## TASK INSTRUCTIONS
Each line from the one holding "Would you mind pointing at the floodlight" through the final line of the data below is to be given again exactly, and no other line is to appear.

## EXTRACTED MATERIAL
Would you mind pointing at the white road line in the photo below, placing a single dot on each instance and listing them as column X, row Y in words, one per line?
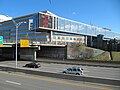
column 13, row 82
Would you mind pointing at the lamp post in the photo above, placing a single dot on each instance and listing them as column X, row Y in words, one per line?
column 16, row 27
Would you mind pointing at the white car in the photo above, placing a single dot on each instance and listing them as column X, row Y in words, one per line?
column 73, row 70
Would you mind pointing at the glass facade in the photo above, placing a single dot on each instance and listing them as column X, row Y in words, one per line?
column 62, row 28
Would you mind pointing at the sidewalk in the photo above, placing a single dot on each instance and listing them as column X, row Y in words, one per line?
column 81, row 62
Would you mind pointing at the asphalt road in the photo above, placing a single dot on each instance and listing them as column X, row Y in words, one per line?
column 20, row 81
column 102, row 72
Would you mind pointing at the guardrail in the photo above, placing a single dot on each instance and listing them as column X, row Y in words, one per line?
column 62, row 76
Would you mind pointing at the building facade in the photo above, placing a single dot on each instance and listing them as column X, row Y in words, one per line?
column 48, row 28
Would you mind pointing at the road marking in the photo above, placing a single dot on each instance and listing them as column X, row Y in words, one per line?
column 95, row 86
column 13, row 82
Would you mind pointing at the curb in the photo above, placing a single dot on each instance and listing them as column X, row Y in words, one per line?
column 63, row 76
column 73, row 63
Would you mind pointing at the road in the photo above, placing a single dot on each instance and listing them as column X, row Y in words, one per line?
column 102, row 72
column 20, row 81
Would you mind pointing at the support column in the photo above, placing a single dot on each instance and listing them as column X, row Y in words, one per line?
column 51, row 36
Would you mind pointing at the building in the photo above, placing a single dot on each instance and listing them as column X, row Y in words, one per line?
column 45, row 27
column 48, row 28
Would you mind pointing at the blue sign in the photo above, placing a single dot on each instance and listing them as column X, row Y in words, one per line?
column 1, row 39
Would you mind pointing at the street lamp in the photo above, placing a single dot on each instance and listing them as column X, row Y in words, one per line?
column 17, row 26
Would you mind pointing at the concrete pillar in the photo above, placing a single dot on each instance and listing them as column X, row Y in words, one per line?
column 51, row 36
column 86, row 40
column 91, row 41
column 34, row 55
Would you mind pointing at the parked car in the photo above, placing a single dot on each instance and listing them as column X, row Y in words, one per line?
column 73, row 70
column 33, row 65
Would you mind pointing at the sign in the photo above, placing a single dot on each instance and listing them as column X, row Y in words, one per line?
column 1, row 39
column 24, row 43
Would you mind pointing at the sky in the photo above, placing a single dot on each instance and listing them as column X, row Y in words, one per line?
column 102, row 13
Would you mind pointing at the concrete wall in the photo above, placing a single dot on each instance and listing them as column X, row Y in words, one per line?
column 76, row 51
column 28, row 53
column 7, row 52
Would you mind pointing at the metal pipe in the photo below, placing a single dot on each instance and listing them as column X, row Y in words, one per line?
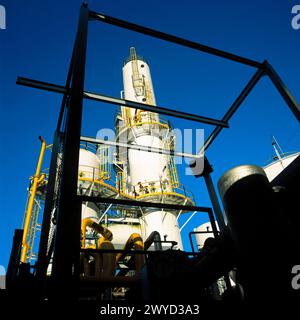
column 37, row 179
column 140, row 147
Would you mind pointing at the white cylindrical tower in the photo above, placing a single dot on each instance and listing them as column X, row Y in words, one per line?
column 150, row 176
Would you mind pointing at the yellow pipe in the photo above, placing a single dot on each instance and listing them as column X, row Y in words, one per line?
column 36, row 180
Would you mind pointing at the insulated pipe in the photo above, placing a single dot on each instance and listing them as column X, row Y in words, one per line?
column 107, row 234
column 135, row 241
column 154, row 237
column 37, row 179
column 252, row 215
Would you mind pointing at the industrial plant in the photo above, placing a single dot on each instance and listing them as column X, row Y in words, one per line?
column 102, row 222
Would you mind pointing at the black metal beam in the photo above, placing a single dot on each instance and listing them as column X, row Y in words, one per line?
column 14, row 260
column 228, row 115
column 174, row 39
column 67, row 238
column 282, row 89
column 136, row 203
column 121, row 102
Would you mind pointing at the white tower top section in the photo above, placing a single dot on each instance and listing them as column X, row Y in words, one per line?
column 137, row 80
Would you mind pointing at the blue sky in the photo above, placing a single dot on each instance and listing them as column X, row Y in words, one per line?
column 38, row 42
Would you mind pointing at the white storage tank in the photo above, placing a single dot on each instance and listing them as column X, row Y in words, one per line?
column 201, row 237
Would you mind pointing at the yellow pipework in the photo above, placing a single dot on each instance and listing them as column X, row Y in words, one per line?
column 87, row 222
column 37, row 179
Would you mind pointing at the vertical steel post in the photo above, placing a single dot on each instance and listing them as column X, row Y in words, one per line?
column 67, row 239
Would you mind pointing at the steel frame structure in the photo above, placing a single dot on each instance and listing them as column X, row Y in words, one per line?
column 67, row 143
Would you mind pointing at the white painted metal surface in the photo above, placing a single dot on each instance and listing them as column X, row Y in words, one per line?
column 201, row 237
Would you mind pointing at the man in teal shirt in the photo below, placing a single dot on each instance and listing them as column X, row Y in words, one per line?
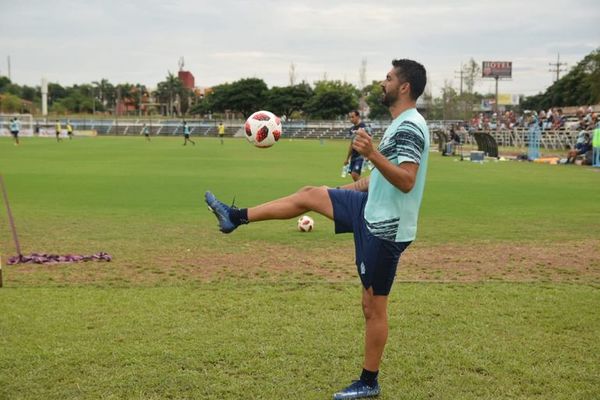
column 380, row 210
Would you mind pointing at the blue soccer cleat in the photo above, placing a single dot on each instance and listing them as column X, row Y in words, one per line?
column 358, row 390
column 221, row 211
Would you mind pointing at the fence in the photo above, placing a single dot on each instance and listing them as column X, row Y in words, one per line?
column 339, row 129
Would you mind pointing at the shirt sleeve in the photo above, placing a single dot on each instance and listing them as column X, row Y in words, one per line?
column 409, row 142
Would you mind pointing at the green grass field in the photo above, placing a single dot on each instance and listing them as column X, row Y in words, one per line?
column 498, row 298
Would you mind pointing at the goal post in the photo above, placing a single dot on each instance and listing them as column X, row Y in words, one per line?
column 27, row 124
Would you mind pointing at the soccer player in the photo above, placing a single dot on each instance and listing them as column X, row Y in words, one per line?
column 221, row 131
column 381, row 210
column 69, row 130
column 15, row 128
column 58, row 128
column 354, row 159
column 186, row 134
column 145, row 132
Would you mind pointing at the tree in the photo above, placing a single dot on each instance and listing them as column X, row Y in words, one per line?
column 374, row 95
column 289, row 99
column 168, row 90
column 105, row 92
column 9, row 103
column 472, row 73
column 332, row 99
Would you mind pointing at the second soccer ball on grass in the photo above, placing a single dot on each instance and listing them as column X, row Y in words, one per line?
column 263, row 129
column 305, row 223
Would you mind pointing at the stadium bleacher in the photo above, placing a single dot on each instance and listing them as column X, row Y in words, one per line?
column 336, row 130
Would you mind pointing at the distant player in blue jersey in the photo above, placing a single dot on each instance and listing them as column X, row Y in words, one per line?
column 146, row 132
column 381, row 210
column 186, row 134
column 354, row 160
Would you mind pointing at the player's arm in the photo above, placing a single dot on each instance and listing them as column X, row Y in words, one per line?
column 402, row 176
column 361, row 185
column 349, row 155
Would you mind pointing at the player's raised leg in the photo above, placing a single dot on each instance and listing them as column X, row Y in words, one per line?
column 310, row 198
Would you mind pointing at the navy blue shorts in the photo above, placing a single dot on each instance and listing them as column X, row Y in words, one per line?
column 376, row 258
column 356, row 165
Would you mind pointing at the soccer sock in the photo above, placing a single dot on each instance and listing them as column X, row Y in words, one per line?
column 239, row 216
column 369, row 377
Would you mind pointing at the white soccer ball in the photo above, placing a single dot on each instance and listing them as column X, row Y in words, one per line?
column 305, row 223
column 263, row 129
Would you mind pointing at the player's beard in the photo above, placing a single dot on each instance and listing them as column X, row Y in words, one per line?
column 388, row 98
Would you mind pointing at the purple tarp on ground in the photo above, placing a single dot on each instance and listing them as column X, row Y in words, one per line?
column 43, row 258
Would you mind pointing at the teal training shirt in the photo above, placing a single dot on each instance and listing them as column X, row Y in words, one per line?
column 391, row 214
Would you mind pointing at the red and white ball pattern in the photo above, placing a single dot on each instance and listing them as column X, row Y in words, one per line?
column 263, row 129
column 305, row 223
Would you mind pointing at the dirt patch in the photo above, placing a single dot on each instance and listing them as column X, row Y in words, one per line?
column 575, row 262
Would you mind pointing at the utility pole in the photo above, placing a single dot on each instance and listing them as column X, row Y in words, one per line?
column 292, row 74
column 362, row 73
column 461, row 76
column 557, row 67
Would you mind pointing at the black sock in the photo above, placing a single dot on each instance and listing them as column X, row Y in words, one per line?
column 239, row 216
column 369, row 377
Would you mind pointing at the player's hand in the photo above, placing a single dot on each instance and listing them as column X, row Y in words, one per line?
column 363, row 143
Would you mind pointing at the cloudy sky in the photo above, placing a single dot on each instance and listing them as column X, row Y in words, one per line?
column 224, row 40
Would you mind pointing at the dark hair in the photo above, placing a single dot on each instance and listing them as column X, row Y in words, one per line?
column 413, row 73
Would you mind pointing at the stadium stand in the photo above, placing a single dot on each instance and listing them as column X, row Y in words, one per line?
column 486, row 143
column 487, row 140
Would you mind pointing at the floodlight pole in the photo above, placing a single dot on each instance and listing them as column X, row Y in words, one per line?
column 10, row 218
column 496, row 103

## RESULT OF THIS EXERCISE
Would you mind pointing at the floodlight pole in the photo above, placing a single dot on each instance and listing them as column X, row Y in words, one per line?
column 10, row 218
column 496, row 103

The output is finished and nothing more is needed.